> Task details
Please rewrite the items from the line with "Find the empty" up to and including the line with "[(113, 225)]", putting "amber sky" in place of "orange sky" and keeping everything else unchanged. Leave out the pictures.

> Stored rows
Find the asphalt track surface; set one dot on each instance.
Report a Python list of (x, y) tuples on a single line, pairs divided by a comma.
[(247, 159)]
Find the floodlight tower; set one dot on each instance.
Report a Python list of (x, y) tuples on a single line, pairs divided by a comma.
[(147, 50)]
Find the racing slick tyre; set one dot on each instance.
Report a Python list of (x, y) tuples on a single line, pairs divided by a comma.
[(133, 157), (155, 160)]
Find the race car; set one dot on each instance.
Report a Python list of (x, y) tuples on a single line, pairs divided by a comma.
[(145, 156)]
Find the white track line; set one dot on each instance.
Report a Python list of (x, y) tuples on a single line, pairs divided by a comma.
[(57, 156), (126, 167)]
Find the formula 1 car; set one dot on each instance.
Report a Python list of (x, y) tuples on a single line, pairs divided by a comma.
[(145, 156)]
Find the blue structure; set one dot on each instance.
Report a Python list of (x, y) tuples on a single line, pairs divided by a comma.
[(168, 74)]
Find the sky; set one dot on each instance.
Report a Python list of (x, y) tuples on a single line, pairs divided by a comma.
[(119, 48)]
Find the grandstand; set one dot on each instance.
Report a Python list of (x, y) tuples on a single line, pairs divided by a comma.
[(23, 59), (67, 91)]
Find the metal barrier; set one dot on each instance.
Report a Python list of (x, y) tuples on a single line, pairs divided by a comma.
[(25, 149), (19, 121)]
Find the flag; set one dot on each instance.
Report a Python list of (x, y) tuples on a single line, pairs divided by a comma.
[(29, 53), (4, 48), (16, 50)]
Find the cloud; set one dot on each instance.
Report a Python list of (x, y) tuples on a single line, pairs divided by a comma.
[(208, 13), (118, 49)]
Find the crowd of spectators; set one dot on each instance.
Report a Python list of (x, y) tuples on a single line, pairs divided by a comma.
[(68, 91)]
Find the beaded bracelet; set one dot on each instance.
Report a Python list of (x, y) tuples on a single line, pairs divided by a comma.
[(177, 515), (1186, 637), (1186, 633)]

...

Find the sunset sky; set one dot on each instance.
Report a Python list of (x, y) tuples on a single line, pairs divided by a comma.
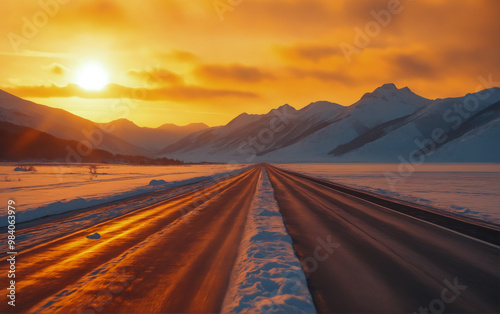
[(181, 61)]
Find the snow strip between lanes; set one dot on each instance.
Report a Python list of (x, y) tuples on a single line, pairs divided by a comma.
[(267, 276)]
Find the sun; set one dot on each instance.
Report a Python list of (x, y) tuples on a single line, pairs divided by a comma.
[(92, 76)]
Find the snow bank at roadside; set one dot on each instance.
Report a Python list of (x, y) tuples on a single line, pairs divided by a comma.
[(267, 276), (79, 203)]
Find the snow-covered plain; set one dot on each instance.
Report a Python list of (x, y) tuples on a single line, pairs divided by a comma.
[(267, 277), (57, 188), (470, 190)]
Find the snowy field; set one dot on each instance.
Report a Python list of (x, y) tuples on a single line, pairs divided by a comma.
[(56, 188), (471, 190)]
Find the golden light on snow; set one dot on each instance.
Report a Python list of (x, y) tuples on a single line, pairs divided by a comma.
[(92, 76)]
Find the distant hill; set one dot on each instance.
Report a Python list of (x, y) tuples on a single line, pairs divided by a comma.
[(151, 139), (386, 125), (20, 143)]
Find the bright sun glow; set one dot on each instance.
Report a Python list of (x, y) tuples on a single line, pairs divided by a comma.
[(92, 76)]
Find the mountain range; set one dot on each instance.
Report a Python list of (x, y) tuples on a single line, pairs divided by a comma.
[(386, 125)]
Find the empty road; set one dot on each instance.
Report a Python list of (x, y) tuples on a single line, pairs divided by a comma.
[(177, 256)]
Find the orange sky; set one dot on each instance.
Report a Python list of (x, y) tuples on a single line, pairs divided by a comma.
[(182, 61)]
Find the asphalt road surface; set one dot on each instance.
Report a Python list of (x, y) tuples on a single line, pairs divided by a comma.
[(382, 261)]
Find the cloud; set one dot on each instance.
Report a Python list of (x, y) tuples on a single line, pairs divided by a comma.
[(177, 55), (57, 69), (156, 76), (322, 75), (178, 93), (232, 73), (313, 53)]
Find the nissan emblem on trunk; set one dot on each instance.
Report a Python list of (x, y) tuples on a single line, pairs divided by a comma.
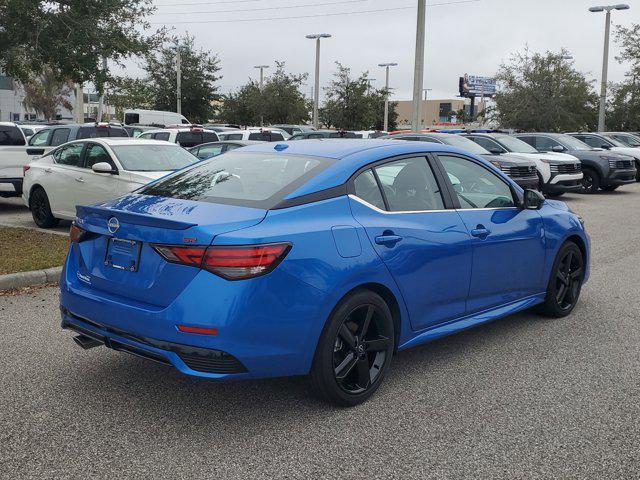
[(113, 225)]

...

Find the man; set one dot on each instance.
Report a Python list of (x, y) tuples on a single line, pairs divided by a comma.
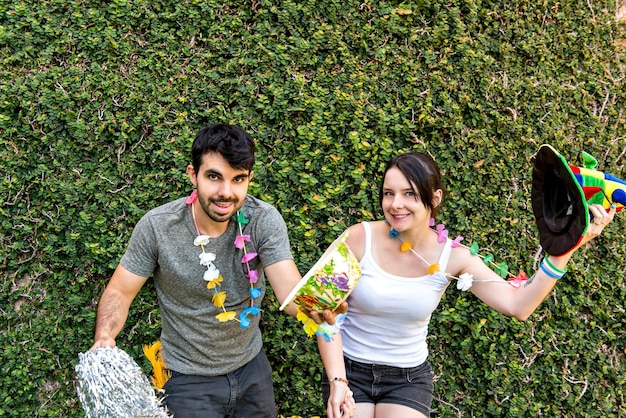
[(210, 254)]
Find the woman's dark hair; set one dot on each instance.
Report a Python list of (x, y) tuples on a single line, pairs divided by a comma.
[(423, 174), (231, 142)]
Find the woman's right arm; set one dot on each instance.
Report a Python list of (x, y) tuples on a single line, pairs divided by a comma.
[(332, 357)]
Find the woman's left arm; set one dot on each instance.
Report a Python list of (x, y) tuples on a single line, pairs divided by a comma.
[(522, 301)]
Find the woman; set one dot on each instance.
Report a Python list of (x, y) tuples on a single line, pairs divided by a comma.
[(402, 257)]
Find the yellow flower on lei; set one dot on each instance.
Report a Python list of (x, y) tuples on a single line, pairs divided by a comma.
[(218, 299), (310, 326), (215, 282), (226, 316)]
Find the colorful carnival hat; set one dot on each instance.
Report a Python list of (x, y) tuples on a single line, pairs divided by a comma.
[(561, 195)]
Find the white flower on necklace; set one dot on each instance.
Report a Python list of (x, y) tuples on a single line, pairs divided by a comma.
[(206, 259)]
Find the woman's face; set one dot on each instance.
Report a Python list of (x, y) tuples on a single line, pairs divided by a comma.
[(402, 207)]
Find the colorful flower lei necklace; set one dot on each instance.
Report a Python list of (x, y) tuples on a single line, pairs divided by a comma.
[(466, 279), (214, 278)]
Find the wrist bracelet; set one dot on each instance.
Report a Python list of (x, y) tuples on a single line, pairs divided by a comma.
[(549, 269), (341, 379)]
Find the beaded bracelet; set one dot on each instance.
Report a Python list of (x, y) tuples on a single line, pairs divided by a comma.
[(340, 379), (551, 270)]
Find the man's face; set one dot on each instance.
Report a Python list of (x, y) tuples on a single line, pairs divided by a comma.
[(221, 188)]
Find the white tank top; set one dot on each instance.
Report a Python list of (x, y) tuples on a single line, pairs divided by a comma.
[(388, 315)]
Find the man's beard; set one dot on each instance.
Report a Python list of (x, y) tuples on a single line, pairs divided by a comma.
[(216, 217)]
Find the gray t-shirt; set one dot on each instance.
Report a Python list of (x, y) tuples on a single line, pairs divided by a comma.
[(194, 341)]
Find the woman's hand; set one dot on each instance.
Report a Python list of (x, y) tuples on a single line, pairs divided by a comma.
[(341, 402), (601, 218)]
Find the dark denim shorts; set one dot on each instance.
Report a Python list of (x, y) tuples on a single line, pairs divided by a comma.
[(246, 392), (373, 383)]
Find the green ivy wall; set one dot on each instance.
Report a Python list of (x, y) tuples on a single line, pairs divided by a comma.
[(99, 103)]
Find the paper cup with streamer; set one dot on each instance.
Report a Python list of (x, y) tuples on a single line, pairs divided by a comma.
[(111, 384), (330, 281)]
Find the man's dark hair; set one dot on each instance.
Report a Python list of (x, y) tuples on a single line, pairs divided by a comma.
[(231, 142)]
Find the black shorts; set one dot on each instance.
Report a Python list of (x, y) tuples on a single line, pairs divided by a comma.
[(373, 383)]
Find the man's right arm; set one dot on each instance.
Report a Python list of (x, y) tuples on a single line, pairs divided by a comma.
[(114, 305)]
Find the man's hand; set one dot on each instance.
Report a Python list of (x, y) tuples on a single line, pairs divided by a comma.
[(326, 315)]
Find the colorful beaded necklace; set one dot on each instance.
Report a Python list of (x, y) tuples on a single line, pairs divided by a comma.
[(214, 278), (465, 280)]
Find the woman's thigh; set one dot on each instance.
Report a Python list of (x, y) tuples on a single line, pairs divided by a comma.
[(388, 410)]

> Task solution
Find the empty road; set one dot on each instance.
Report a Python list of (x, y) tuples on a single line, pairs divided by a comma.
[(177, 256)]
Find the amber sky; set one dot on each instance.
Report a Python list of (x, y) tuples on a single line, pairs divided by a comma.
[(182, 61)]
Find the asphalt road surface; set one dot on each instance.
Report a Python list of (x, y) tuples on a single line, pairs divided by a comma.
[(382, 261)]
Find the cloud; set one dot on each instance.
Report a Python list of (x, y) tuples on a single line, pairs divided by a comma.
[(177, 55), (57, 69), (156, 76), (322, 75), (178, 93), (232, 73), (313, 53)]
Find the nissan emblem on trunk; set one dot on each instance.
Report a Python list of (x, y) tuples on a single line, pairs divided by a comma.
[(113, 225)]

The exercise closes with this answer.